### AIM OF THE EXERCISE
Output everything in the listing exactly.

*** DATA ***

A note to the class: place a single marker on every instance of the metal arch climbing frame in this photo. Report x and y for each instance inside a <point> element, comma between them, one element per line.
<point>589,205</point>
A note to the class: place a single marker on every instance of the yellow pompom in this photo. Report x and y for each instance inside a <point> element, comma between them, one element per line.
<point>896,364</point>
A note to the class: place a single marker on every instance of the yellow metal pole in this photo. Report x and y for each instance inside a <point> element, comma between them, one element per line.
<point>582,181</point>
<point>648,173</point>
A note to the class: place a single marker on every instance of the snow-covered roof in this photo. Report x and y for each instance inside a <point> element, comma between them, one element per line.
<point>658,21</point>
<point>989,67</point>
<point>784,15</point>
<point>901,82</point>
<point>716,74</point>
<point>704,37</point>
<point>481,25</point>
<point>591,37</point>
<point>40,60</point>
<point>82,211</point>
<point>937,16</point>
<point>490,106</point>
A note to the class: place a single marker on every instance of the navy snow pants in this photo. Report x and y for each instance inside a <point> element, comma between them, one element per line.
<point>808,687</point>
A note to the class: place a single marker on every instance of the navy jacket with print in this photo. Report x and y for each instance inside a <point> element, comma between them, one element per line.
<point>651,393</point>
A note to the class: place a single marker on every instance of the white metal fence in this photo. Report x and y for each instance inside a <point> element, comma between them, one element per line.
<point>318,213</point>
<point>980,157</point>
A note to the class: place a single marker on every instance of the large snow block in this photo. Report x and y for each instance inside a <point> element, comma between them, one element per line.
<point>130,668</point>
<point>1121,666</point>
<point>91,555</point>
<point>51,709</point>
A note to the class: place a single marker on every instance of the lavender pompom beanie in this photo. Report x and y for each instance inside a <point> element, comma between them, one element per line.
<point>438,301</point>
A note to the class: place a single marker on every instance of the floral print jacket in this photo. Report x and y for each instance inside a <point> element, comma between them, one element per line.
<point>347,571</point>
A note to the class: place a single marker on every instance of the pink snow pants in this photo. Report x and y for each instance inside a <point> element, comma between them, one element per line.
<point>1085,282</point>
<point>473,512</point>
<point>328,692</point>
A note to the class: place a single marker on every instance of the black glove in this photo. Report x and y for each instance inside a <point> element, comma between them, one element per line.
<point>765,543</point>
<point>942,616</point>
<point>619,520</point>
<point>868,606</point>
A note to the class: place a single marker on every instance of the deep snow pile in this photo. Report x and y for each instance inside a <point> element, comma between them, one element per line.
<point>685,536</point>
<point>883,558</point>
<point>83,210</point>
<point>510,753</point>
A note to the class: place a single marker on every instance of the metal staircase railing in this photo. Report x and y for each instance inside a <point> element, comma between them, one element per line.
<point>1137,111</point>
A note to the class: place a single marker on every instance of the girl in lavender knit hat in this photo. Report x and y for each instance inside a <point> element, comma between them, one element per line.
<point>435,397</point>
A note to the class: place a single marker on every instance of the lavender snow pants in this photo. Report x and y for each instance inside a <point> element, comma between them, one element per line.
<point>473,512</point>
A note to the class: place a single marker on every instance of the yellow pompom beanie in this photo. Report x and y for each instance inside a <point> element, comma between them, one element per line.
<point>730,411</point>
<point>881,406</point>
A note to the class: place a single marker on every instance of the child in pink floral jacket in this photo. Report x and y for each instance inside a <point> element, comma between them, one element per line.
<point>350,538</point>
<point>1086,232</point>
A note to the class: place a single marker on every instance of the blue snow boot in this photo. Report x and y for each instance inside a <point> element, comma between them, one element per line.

*** End of DATA ***

### RESULT OF THE EXERCISE
A note to the class: place a single marker on every instance of the metal arch climbing frame in this photo. Report x and y for each instance inside a <point> element, comma between them, one element per line.
<point>589,205</point>
A note to the class: place a single marker on every instance of the yellow pompom in this photo. Report x and y for each instance inside a <point> element, comma between them, one element per line.
<point>896,364</point>
A note to the class: place a single marker on every instance of the yellow metal pole in this photo. Report x and y for each instance inside a <point> element, comma between them, one element per line.
<point>582,181</point>
<point>648,173</point>
A note to the class: place a single marker on every instance of the snow-covered roof in this photo. Report x and y for each instance inside a <point> element, comma between them, one element per line.
<point>658,21</point>
<point>989,67</point>
<point>784,15</point>
<point>901,82</point>
<point>716,74</point>
<point>704,37</point>
<point>481,25</point>
<point>591,37</point>
<point>40,60</point>
<point>82,211</point>
<point>937,16</point>
<point>490,106</point>
A note to the class: place a single marker on every instance of the navy snow pants in this photo. Report x and y for each instance inside a <point> element, comma between them, one element per line.
<point>808,687</point>
A note to the class: place a single marker on every instance of the navy jacket with print in this photo. Report x and y for each instance inside a <point> element, comma between them, one element per line.
<point>651,393</point>
A note to the class: place a single marker on every instance of the white metal fence in this photo. Report x and y for each instance inside a <point> element, comma between them, one element per line.
<point>318,213</point>
<point>980,157</point>
A note to the class: place a single marker on every instance of the large snow block in this photo. Report x and y for each instance inside a <point> element, comma between them, one element per line.
<point>130,668</point>
<point>1121,666</point>
<point>91,555</point>
<point>51,709</point>
A note to the class: place a single marker on every instance of the lavender pompom beanie in this photo. Report x and y for each instance inside a <point> element, comma between them, one element per line.
<point>438,301</point>
A note to the class: place a single marker on every instance of the floral print jacket in this photo. Report x and y for each instance inside a <point> element, comma between them, one element per line.
<point>347,571</point>
A note to the class: place a single marker on every instance of the pink snow pants in this photo. Report x and y for each instance inside a <point> element, comma between them, one element per line.
<point>1085,282</point>
<point>473,512</point>
<point>328,692</point>
A note to the class: place a single marker on every instance of the black glove in this photo. Report x and y for each instance inside a <point> element, comma between them, one element per line.
<point>765,543</point>
<point>942,616</point>
<point>619,520</point>
<point>868,606</point>
A note to the class: place a single marker on every instance of the deep snow pile in this photo. Report x and y for each instance inside a <point> element, comma between them, one element per line.
<point>685,536</point>
<point>883,558</point>
<point>83,210</point>
<point>510,753</point>
A note to the class: place a single marker on every instance of the metal staircase railing in this photo. Report x and y for each instance inside a <point> element, comma between them, one element per line.
<point>1137,111</point>
A note to the class: place a single marker on every instance of the girl in lavender knit hat in this photo. Report x and y for each instance inside a <point> element, comma between them, one element per line.
<point>435,397</point>
A note to the class: place a single marker on every instance of the lavender snow pants in this photo. Report x and y for each instance inside a <point> element, comma between them, one element per line.
<point>473,512</point>
A note to the class: place a single marker on every instance of the yellow pompom beanie in this photo. Report x and y for each instance inside a <point> element, comma between them, one element per line.
<point>730,411</point>
<point>881,406</point>
A note to the class: place a single marker on every instance of the child in pink floral jacket in this photo. Report x and y for each instance inside a <point> element, comma between them, one element per line.
<point>350,538</point>
<point>1086,232</point>
A note to the class: place a single marker on every instance of the blue snow boot in this photo. Report x and y for each instance inside a <point> element, comma between them, one element per line.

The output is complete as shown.